_WHAT IS BEING ASKED_. Pick up the FTSE market report below after its last sentence and continue writing it.

The FTSE Finish Line: March 13 - 2025
Patrick Munnelly, Partner: Market Strategy, Tickmill Group
British stock indexes showed mixed performance on Thursday as upbeat corporate earnings were tempered by lingering concerns over U.S. trade policies. The export-heavy blue-chip index managed to hold onto its Wednesday gains, buoyed by positive developments in Ukraine-Russia relations, while the pound weakened against the dollar. Despite this, apprehension over the impact of U.S. trade measures remained prevalent. The UK refrained from issuing an immediate response after U.S. President Donald Trump imposed tariffs on steel and aluminium imports on Wednesday, though Prime Minister Keir Starmer suggested that all options were still under consideration. Meanwhile, a survey indicated that Britain's housing market endured its slowest month in over a year during February, as buyers' urgency to complete transactions ahead of the tax break expiration waned. Further declines are anticipated in the coming months, with shares in homebuilding companies falling 1.7%, leading losses in the sector.

(Excerpts from point-annotation data)
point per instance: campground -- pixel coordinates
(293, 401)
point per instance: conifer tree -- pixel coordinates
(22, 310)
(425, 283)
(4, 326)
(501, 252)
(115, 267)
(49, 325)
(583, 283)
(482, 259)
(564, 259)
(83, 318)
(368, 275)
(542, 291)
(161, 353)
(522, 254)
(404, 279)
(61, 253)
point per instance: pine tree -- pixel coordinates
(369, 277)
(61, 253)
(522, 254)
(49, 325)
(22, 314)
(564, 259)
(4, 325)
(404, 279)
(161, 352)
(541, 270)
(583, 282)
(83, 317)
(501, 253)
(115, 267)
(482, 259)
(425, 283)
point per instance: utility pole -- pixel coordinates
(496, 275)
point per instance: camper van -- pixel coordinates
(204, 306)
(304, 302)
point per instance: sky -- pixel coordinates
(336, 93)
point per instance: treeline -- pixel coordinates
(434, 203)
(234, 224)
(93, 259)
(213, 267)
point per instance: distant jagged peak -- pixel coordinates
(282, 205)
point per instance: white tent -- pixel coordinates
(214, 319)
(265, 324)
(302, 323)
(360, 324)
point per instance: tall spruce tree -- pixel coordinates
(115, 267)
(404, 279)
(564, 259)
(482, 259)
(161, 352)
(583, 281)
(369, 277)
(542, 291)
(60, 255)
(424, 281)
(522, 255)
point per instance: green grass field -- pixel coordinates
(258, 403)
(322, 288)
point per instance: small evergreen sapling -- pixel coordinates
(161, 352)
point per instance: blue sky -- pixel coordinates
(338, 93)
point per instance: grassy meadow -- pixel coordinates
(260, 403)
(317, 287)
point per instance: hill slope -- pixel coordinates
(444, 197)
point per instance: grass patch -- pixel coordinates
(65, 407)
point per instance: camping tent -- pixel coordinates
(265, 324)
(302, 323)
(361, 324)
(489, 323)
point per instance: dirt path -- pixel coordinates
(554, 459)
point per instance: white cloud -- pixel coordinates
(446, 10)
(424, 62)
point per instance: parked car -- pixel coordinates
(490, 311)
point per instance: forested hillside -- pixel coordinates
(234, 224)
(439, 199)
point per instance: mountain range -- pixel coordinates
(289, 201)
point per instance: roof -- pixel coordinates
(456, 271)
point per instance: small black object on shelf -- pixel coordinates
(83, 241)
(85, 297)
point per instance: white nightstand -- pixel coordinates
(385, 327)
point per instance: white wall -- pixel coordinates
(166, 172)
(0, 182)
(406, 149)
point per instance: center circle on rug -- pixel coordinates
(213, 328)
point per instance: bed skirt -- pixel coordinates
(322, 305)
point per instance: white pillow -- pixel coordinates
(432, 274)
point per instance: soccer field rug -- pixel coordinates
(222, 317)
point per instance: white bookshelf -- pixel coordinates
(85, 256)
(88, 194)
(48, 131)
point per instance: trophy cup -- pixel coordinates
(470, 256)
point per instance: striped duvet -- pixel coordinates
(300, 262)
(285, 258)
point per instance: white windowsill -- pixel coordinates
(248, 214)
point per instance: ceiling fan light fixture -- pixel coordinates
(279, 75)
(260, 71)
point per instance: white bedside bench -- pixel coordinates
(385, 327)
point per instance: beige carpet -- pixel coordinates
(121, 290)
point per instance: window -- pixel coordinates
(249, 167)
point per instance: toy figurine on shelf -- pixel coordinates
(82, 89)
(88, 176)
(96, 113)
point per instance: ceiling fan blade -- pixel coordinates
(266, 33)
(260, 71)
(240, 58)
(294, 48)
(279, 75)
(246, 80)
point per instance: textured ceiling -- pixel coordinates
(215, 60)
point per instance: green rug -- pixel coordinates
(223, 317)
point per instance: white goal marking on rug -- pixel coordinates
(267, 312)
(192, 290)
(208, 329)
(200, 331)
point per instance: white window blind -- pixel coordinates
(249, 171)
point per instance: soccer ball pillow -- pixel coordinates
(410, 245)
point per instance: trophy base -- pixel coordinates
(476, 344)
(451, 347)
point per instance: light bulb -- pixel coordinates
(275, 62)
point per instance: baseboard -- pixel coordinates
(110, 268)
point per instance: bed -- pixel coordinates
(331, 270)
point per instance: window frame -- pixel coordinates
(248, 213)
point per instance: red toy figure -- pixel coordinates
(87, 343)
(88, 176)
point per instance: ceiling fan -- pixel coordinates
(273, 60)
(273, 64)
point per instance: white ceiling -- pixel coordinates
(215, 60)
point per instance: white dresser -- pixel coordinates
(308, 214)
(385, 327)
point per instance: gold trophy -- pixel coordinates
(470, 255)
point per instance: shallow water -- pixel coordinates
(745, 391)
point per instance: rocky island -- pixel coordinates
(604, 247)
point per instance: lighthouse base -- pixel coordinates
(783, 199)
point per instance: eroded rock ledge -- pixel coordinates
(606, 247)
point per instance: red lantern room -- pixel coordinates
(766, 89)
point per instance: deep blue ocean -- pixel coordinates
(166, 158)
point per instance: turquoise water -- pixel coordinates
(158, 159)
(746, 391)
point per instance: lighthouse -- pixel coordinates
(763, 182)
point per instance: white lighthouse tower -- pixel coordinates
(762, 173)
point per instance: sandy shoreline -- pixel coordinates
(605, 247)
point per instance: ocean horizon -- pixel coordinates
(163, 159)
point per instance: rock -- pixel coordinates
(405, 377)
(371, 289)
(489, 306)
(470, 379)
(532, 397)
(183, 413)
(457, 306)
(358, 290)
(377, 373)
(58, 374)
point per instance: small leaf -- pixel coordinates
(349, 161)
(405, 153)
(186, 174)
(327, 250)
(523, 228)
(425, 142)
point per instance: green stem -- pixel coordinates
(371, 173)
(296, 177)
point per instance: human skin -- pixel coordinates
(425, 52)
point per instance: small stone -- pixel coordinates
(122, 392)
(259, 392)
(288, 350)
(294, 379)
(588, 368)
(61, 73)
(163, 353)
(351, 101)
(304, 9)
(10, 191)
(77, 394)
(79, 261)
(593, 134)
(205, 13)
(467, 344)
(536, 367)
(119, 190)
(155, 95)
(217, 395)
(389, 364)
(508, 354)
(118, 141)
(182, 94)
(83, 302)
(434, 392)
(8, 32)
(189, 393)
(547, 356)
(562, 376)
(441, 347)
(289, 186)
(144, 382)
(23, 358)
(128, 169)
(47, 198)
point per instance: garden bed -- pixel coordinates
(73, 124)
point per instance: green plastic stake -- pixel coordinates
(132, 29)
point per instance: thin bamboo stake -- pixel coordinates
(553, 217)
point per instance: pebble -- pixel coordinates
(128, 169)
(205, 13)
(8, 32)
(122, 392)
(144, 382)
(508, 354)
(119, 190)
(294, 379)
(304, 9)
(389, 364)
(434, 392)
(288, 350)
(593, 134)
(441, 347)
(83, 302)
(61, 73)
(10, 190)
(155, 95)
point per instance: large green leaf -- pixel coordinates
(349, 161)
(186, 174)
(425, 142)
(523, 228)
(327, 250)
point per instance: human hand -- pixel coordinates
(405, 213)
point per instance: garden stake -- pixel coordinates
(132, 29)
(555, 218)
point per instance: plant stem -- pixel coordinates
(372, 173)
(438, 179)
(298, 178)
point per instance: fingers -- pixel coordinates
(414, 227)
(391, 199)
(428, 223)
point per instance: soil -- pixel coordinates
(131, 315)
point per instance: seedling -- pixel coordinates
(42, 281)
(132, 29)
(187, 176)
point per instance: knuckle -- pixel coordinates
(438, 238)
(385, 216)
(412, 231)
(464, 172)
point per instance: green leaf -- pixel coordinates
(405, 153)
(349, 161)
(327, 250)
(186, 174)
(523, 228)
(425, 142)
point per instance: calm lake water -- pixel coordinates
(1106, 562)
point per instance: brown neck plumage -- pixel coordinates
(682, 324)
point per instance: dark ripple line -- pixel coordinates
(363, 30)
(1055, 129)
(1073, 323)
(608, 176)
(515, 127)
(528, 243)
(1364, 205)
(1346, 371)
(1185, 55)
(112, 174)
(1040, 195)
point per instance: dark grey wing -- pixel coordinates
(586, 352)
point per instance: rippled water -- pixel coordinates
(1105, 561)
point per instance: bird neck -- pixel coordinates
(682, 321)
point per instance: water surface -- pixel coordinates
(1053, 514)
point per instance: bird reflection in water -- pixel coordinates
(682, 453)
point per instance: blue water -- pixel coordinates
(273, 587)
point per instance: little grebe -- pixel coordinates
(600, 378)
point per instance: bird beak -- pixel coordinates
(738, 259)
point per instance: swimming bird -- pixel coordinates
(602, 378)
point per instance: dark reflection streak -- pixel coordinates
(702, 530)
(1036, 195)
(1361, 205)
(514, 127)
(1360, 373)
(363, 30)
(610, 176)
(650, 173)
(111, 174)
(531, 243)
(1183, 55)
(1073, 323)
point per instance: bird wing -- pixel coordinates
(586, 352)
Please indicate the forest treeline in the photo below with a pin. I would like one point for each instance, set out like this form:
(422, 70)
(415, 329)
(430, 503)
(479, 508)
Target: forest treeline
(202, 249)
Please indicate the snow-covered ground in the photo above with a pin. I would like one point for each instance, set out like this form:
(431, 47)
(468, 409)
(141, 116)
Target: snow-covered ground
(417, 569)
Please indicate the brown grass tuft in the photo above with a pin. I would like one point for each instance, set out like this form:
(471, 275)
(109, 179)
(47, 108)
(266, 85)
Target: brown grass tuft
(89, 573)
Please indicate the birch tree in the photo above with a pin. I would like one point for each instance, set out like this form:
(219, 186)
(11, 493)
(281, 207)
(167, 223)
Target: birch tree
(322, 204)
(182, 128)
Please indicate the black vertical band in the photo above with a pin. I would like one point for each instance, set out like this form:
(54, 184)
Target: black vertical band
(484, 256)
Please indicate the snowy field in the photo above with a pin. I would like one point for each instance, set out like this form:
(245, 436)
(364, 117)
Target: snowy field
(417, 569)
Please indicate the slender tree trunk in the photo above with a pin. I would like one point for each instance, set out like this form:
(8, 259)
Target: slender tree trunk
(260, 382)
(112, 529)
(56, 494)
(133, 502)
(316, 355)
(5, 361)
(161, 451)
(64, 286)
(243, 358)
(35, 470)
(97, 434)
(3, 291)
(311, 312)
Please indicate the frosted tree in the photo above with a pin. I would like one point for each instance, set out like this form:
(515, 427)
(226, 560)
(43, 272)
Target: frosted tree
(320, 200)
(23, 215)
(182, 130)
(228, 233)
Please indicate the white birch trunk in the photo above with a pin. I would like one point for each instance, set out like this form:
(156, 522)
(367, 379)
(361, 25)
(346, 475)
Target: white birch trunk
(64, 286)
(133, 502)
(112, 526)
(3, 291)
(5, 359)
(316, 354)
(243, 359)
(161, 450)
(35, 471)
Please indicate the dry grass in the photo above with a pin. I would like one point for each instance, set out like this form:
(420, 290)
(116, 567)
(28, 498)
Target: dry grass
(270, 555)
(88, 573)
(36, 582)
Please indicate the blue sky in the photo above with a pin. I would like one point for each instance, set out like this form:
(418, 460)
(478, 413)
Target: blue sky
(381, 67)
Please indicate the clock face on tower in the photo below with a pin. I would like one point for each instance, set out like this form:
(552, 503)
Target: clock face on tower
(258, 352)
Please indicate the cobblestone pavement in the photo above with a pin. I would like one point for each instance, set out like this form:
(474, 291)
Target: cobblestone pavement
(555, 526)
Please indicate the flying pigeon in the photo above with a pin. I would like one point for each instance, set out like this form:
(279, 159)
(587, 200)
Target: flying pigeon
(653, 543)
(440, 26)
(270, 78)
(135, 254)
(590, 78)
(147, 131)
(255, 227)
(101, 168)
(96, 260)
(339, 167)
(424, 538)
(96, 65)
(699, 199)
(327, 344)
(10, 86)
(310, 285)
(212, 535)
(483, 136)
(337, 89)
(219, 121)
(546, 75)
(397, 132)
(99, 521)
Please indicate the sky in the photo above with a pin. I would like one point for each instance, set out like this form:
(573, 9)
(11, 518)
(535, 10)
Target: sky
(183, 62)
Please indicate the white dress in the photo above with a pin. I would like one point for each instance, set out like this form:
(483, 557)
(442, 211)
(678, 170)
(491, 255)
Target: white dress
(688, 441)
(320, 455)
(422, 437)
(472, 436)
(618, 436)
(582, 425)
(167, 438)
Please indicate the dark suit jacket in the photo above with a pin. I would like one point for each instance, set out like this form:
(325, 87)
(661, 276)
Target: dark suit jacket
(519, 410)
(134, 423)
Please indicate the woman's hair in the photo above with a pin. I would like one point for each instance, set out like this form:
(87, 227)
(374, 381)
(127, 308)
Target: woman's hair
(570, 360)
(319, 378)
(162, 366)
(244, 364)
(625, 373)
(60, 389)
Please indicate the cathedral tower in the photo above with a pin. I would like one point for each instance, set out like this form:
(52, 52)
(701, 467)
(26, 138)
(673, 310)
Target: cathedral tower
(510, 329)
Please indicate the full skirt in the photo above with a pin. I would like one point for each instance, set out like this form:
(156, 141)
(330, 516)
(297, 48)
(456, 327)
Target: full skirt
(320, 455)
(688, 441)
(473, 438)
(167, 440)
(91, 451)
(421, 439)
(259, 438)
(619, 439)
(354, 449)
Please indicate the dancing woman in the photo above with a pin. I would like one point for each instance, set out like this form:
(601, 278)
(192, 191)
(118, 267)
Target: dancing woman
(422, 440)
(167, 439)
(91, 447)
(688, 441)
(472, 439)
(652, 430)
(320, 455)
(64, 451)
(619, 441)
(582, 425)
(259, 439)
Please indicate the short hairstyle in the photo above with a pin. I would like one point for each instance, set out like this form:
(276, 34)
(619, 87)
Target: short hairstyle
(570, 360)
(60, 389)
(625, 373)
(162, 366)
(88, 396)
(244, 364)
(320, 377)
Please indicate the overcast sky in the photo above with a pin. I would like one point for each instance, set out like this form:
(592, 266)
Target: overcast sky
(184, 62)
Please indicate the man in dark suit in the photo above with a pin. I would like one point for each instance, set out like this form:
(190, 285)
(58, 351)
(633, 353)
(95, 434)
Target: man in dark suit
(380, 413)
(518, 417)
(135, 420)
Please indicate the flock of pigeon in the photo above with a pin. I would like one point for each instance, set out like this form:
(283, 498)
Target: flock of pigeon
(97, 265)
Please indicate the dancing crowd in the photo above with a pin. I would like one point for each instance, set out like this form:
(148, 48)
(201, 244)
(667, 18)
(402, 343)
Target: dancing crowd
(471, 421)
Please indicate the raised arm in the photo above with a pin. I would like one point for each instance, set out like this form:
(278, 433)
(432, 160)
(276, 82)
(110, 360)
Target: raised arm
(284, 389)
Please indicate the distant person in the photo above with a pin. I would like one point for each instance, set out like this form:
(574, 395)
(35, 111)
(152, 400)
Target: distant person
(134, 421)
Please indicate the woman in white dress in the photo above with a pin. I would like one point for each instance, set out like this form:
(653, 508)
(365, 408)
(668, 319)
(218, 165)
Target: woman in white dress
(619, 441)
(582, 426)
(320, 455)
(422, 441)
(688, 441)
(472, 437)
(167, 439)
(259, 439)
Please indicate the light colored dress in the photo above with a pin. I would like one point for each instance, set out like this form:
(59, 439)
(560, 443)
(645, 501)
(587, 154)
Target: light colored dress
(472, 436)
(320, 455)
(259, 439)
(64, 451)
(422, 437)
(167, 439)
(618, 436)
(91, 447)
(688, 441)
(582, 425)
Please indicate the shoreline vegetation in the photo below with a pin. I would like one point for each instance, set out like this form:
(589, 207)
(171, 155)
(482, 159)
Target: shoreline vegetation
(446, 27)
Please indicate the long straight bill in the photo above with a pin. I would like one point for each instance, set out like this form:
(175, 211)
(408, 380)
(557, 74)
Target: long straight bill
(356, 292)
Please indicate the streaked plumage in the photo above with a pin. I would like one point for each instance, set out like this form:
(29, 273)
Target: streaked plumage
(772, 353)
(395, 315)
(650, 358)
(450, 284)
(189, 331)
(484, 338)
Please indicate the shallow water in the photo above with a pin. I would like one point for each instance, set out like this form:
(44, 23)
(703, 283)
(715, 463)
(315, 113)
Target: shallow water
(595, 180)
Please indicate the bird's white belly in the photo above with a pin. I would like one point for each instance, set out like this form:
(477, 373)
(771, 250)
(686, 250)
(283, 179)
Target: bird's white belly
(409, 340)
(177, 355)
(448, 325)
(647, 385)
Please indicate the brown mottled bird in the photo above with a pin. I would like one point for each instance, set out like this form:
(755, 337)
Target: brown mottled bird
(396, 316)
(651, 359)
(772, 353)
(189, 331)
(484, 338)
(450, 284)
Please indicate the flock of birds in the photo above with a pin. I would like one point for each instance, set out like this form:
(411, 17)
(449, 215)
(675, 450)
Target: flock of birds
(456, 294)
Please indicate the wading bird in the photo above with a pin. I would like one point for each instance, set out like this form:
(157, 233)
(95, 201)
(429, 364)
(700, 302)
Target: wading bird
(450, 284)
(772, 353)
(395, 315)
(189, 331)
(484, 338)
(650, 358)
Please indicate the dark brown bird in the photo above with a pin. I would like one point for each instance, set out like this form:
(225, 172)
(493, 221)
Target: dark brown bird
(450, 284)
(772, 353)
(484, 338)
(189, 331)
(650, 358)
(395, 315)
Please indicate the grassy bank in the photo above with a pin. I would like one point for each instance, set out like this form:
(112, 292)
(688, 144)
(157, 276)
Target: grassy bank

_OUTPUT FOR THIS TASK_.
Single Stock Stories & Broker Updates:
Halma's stock rises 2.7% , leading London's blue-chip index. The health and safety device maker expects an adjusted operating profit margin above 21%, up from a prior expectation of around 21%, and is on track for record profits. Analysts at Investec note that the products' critical, non-discretionary, and sustainability-focused nature supports ongoing momentum. The stock has lost approximately 2% this year.
Shares of Savills fall 8.7%, the lowest since February 2024, as analysts cite a lack of turnaround plan. Chris Beauchamp from IG notes the need for a strategy, while SVS expects a recovery in transaction volumes by 2025 due to employees returning to the office. The stock has dropped over 20% in six months and is down 4% YTD.
Shares of OSB Group rise 3.3% after a ~7% drop earlier. The company expects a 2025 net interest margin (NIM) of about 225bps and a similar forecast for 2026. They anticipate a 5% annual dividend growth in 2025/26 and announced a £100 million share repurchase program. Analysts expect earnings downgrades to end, with mid-teens ROTEs from 2027 indicating potential upside for shares. The NIM forecast suggests an upward trend to 250bps from 2027. The stock is down ~5.8% over the last 12 months.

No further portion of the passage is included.